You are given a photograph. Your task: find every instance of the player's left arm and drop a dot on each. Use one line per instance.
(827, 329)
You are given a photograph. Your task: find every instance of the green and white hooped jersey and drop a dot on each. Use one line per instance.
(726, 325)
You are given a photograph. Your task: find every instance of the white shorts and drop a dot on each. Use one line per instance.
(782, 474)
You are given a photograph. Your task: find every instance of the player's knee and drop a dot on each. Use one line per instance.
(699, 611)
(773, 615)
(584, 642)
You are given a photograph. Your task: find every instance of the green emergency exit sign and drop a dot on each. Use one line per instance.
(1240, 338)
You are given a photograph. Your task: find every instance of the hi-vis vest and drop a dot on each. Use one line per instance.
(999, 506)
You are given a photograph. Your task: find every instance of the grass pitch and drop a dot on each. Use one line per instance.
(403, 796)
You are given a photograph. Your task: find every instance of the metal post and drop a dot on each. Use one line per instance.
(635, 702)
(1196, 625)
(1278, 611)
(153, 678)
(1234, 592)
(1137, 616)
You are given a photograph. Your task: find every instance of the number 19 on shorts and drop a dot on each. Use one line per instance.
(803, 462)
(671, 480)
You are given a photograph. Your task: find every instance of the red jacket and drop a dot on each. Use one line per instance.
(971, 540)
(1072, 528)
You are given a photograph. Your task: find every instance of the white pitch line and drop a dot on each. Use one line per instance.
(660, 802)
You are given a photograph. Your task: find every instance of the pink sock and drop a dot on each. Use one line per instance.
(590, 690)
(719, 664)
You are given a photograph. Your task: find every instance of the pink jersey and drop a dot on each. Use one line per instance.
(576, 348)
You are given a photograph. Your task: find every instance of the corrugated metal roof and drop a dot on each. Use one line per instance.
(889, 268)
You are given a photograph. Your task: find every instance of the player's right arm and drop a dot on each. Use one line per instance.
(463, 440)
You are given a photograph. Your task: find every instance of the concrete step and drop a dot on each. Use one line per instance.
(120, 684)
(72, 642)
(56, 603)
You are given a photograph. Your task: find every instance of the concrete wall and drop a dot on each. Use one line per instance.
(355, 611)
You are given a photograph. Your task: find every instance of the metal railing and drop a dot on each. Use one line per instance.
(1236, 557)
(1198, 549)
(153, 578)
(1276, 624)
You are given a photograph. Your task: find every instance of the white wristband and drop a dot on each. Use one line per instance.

# What is expected:
Reproduce the material above precisely, omitting nothing.

# Completed task:
You are given a photograph. Your task: find every instance of the player's left arm and drop a dot on each. Use one line per instance.
(827, 329)
You are given a photograph. Your task: find every instance of the green and white hooped jersey and drop a dot on each. Use one line per instance.
(726, 325)
You are given a photograph. Your task: find every instance of the white shorts and drop a dot on each. Use one line per instance.
(782, 474)
You are given a photograph. Your task: find every instance of the player's knee and drop a dot on each. Use one line per instance.
(699, 611)
(773, 615)
(584, 642)
You are given a photograph. Your task: find every instance of the green emergency exit sign and drop a dot on each. Use one line per instance.
(1240, 338)
You are given a photograph. Your task: find every instance of the hi-vis vest and drop a dot on each. Use one line per instance.
(999, 506)
You are given a photograph. Your task: find every instance of the grass pitch and drop a dot on each. Use one line per instance.
(403, 796)
You are given a photograph. Your task: find every instance of the metal post and drop a dot on each. Use one line per instance.
(635, 702)
(1196, 625)
(1278, 611)
(153, 678)
(1234, 592)
(1137, 616)
You are given a photograph. Your task: find every instance of the number 19 on shorts and drop a dot on each. Use one line per instance.
(803, 462)
(671, 480)
You are given a photograph. Your task: find every instance of the red jacket and drop a dot on each. Use one line per instance.
(971, 540)
(1072, 528)
You are given a photograph. Your task: find every instance of the white pitch line and drop a dot on each. Use one line per instance.
(660, 802)
You are given a photograph. Your task: find every instance of the pink sock and drop a dot on each. Use one line per instance.
(590, 690)
(719, 664)
You are given a photograph. Your task: find every instance of the pink jersey and drop a dot on each. Use one line per instance.
(576, 348)
You are given a photograph. Your task: find every instance of the corrugated metal roof and drop a dot on each. Use one line per instance.
(889, 268)
You are given a photograph. Your task: find every instance of the player's right arm and drop a dot on each. Use one line per instance.
(463, 440)
You are given a photograph. Your task: find every instance of the concrete step and drop a dot on each. Use one line per instance.
(120, 684)
(72, 642)
(56, 603)
You are given a photograph. Your task: find every instance of the concrete wall and drop a dot on each. Use one line per instance.
(355, 611)
You are given a photograph. Your task: find every instance of the metal railing and drop a dot on each. Use one line per instance.
(1236, 557)
(1198, 549)
(153, 578)
(1276, 624)
You are given a photograph. Your task: find every instance of the white wristband and drop a dot on each. Use one line per instance.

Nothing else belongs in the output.